====== SOURCE RECORDS
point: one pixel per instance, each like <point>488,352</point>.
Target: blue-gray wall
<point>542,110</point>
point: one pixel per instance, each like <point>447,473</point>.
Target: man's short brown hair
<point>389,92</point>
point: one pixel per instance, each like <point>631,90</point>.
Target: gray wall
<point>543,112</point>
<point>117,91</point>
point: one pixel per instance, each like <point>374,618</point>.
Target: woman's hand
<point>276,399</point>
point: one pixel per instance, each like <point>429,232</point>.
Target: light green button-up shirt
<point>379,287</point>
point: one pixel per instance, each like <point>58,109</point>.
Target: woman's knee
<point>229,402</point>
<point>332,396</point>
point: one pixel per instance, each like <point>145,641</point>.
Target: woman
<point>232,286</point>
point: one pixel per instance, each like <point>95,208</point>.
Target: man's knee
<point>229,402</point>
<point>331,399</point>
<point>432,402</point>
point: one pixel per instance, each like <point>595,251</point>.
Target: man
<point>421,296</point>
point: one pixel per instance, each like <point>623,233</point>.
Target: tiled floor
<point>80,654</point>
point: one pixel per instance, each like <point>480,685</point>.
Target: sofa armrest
============
§ **ABOUT THIS TASK**
Find the string "like" in the entries above. Copy each line where it occurs.

§ **EXERCISE RESULT**
point: one pixel per instance, each like <point>488,352</point>.
point: one pixel per instance, each like <point>447,473</point>.
point: one pixel per instance, each like <point>631,90</point>.
point: one pixel per instance, each like <point>374,618</point>.
point: one pixel per instance, each like <point>429,232</point>.
point: one pixel per instance, each like <point>58,109</point>.
point: one pixel per instance, each like <point>145,641</point>.
point: one pixel per instance, each like <point>95,208</point>.
point: one pixel per instance, each like <point>595,251</point>.
point: one pixel per instance, each like <point>623,233</point>.
point: one pixel per instance, each like <point>480,685</point>.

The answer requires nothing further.